## INSTRUCTIONS FOR THE TASK
Rewrite all of the rows below, swapping "newline separated" for "one per line" wherever it appears and changing nothing else. Leave the pictures out of your answer.

......

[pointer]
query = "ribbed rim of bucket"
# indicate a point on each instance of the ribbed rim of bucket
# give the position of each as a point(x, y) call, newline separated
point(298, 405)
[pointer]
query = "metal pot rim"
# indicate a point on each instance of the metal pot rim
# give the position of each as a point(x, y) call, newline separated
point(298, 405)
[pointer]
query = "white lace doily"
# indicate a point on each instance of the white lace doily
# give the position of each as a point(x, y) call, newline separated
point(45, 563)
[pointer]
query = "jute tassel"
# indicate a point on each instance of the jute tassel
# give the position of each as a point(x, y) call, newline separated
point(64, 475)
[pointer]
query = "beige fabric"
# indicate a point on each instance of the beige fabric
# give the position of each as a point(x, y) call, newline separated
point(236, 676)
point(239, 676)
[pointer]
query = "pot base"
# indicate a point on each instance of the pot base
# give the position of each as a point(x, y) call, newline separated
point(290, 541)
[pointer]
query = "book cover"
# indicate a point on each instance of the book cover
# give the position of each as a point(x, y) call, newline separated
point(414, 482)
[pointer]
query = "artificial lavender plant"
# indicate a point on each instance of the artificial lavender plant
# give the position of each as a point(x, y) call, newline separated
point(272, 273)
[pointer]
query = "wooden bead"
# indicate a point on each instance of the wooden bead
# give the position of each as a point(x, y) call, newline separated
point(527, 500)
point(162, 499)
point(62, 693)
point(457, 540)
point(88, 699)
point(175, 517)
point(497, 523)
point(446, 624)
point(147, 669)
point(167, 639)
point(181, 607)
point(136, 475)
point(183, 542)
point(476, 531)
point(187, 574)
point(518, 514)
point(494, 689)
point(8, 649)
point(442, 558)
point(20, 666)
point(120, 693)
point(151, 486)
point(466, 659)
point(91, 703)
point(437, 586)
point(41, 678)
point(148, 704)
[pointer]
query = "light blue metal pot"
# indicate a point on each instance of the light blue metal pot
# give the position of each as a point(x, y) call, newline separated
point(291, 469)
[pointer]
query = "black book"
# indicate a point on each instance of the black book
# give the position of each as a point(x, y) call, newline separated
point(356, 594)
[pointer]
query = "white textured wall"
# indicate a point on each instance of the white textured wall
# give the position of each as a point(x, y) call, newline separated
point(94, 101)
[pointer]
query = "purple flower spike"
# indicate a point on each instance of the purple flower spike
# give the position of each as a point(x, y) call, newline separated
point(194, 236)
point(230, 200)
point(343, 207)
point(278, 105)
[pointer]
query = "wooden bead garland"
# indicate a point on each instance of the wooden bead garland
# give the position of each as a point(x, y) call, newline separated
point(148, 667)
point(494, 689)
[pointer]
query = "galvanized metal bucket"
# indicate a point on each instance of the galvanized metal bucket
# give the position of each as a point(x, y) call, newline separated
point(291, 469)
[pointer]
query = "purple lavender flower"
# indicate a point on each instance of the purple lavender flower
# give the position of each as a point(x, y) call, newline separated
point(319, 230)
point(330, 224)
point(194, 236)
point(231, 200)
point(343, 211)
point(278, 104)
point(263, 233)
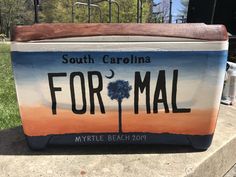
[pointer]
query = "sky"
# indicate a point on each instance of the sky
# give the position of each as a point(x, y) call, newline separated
point(176, 6)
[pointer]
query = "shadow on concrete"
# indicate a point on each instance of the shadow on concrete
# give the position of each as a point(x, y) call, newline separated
point(12, 142)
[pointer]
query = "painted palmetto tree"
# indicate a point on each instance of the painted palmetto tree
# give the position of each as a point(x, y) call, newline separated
point(119, 90)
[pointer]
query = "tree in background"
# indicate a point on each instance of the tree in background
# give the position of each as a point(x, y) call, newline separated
point(13, 12)
point(184, 9)
point(61, 11)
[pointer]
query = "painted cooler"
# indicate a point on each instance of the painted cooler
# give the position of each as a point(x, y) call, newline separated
point(119, 83)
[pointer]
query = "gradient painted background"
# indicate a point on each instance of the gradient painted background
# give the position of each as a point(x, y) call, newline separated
point(200, 83)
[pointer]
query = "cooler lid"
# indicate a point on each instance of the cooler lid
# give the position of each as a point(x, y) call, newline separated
point(68, 32)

......

## ANSWER
[pointer]
query = "ribbed rim of bucket"
# indicate a point on each instance of the ribbed rim of bucket
# give the position of each as a point(x, y) call, one per line
point(298, 405)
[pointer]
query = "metal pot rim"
# indicate a point on each instance of the metal pot rim
# give the position of each as a point(x, y) call, one per line
point(298, 405)
[pointer]
query = "white lace doily"
# indicate a point on each instance of the white lace doily
# give the position of each as a point(x, y) call, one per line
point(45, 563)
[pointer]
query = "jute tassel"
# indicate a point on each instance of the jute tassel
# give the position of each as a point(x, y) call, one per line
point(64, 475)
[pointer]
query = "beige fabric"
# indicate a point on each instance of the beige fabric
# give the position of each as a point(x, y) call, one per line
point(236, 676)
point(239, 676)
[pointer]
query = "pot base"
# indicate a point on each instance of the pot base
# give the position of each as a point(x, y) call, one per line
point(290, 541)
[pointer]
query = "book cover"
# indicate a point on each instance of the book cover
# give the position of each as a point(x, y) call, one per line
point(414, 482)
[pointer]
query = "artificial lavender plant"
# indicate a point on each instance of the artificial lavender plant
# give the position of each as a point(x, y) call, one per line
point(272, 273)
[pointer]
query = "wooden bead"
# indicate a point on each instance of the wooden bead
# give the position of each as a point(x, y) call, one per line
point(527, 500)
point(162, 499)
point(62, 693)
point(457, 540)
point(88, 699)
point(175, 517)
point(497, 523)
point(446, 624)
point(147, 669)
point(167, 639)
point(181, 607)
point(136, 475)
point(183, 542)
point(476, 531)
point(187, 574)
point(518, 514)
point(494, 689)
point(8, 649)
point(442, 558)
point(20, 666)
point(120, 693)
point(151, 486)
point(466, 659)
point(91, 703)
point(437, 586)
point(41, 678)
point(148, 704)
[pointer]
query = "light blue metal pot"
# indicate a point on each instance of the light blue metal pot
# give the position of each as a point(x, y) call, one per line
point(291, 469)
[pointer]
query = "black book"
# indicate a point on each instance of the black book
# give the position of each as a point(x, y) call, one per line
point(356, 594)
[pointer]
query = "white textured wall"
# indicate a point on each instance of the white textured wall
# give the position of each as a point(x, y) call, one per line
point(94, 101)
[pointer]
query = "purple flower spike"
# indicate a point on each instance of the purple flower spike
# give the position of each as a point(x, y) call, one per line
point(194, 236)
point(230, 200)
point(343, 207)
point(278, 105)
[pointer]
query = "wooden bead garland"
# indicate a point on each instance of the wooden bead garland
# give the position of each as a point(x, y) call, one per line
point(148, 667)
point(494, 689)
[pointer]
query = "galvanized metal bucket"
# indicate a point on each instance of the galvanized metal bucket
# give the position of each as a point(x, y) call, one per line
point(291, 469)
[pointer]
query = "purple lavender flower"
# indicate a point on each instance of the purple lavender flower
# give the position of each as a point(x, y) call, one per line
point(319, 230)
point(330, 224)
point(194, 236)
point(231, 200)
point(343, 211)
point(278, 104)
point(263, 233)
[pointer]
query = "sky"
# indicate a point on each instance of the sky
# give the position of each as a point(x, y) call, one per line
point(176, 6)
[pointer]
query = "shadow on concrete"
# indicate a point on each instance of the shadow on concrete
# give the position of each as a point(x, y) call, one per line
point(12, 142)
[pointer]
query = "painted palmetto tree"
# indicate a point on each instance of the painted palmetto tree
# give the position of each as a point(x, y) call, one per line
point(119, 90)
[pointer]
query = "tree in background"
# indicate a point on each instance of the tree in background
# give the position of each as a point(x, y) call, one per line
point(13, 12)
point(184, 9)
point(61, 11)
[pointer]
query = "painted cooler"
# indicate a point on each instance of the painted cooler
# give the position of each as a point(x, y) call, one per line
point(119, 83)
[pointer]
query = "gradient painted background"
# indicate a point on each instance of the gradient painted background
# give the position of each as a point(x, y) call, one per line
point(200, 83)
[pointer]
query = "cooler lid"
# indicate a point on each instance of the cooler lid
# give the position of each as a point(x, y) call, one per line
point(68, 32)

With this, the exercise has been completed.